■ **WORK REQUEST**: If a line of the data below contains the string "calm", copy it into your answer.

+ + +

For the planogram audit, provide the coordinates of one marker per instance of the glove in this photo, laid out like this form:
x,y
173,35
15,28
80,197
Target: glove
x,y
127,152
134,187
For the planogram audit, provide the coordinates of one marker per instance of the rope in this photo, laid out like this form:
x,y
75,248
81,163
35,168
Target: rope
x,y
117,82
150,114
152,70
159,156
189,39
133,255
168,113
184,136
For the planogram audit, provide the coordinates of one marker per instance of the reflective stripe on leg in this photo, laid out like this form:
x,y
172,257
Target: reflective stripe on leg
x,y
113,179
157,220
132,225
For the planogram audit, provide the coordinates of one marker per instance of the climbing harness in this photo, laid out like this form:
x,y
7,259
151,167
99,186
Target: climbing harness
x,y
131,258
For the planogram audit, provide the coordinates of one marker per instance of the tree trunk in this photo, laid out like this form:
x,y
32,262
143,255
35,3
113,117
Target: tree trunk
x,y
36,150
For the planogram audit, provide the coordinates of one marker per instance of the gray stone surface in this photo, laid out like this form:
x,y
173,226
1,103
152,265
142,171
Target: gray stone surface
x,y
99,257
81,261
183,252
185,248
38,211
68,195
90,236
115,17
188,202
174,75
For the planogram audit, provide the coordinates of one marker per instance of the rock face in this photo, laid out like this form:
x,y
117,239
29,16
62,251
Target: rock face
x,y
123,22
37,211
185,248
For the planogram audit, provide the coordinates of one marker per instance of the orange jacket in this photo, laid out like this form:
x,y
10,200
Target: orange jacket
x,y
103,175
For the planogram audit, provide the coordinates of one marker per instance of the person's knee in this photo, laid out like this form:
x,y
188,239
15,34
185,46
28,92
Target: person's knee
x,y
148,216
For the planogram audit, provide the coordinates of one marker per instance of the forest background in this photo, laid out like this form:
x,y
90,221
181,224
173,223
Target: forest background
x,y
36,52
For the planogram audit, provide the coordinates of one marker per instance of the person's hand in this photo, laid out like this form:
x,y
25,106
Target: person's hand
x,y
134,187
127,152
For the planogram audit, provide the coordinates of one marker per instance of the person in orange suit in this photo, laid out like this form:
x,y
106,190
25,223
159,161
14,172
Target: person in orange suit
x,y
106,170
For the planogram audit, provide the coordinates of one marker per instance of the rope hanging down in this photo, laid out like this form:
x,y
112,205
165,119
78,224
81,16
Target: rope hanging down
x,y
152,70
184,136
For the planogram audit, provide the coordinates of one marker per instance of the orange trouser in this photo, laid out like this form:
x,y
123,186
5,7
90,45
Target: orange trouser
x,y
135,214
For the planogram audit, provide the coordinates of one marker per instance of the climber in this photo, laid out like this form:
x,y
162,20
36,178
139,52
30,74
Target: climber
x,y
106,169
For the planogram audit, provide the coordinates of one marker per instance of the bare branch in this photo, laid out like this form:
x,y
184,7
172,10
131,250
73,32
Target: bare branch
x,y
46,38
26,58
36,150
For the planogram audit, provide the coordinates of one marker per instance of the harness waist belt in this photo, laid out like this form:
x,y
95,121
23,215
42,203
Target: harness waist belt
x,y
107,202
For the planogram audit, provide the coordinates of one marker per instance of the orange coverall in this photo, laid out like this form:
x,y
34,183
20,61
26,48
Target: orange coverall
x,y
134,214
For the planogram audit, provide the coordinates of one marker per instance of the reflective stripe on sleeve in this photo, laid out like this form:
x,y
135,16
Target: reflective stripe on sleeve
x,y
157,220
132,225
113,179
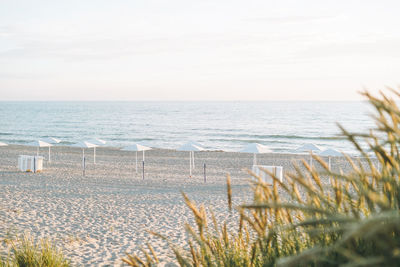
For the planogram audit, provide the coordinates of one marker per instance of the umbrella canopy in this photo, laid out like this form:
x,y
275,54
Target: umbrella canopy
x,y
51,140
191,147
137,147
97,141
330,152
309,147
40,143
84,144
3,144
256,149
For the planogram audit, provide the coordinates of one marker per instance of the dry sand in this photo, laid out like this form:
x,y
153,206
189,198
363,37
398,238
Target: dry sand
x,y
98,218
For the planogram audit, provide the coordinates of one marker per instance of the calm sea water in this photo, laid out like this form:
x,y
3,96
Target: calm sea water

+ + +

■ **ANSWER SPACE**:
For the planogram audit, provide the coordinates of one marker per instance of the calm sea water in this photo, laid out like this form:
Target: calm sea water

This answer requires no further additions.